SET PROBLEM -
Format the records as a Markdown table with two columns, Row and Entry, giving each line a row number and leaving out blank lines. Begin at the line that has "Can you find the downspout?" and stop after the last line of the records.

DATASET CONTENT -
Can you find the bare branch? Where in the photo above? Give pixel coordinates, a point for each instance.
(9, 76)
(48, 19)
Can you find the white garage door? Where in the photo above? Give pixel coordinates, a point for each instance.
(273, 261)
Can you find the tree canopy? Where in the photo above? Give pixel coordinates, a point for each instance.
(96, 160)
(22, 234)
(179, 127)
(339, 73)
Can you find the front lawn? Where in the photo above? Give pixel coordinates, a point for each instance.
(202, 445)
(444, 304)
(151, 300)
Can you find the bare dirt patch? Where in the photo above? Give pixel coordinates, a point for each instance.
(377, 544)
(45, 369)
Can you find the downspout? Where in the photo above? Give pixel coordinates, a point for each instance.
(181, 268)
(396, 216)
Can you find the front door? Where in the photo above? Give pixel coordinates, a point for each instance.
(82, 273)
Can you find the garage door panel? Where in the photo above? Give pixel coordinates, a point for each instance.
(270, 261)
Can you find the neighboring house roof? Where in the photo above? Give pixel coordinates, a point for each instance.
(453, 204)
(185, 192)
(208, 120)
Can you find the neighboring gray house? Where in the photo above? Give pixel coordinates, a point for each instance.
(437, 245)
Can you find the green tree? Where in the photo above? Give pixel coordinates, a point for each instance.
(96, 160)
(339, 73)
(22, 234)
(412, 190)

ANSWER -
| Row | Entry |
|---|---|
| 1 | Can you find the downspout? Where in the photo above? Give pixel coordinates, a point for each instance. |
| 2 | (181, 268) |
| 3 | (396, 216) |
| 4 | Can you find the front door? Where in the photo above? Give pixel coordinates, a point for each instance. |
| 5 | (82, 273) |
| 6 | Can you find the garage door panel? Where in the photo above? Give pixel coordinates, a point for each instance. |
| 7 | (270, 261) |
| 8 | Can you find the neighboring house roof? Where in the photo above? Give pixel coordinates, a point for each instance. |
| 9 | (453, 204) |
| 10 | (185, 192) |
| 11 | (208, 120) |
| 12 | Can you find the neighboring gray house? Where in the photo above? Give pixel coordinates, a point for each instance. |
| 13 | (437, 245) |
| 14 | Can you find the green tree? Where in the photo above? Give pixel coordinates, a point for each instance. |
| 15 | (96, 160) |
| 16 | (339, 73) |
| 17 | (22, 234) |
| 18 | (412, 190) |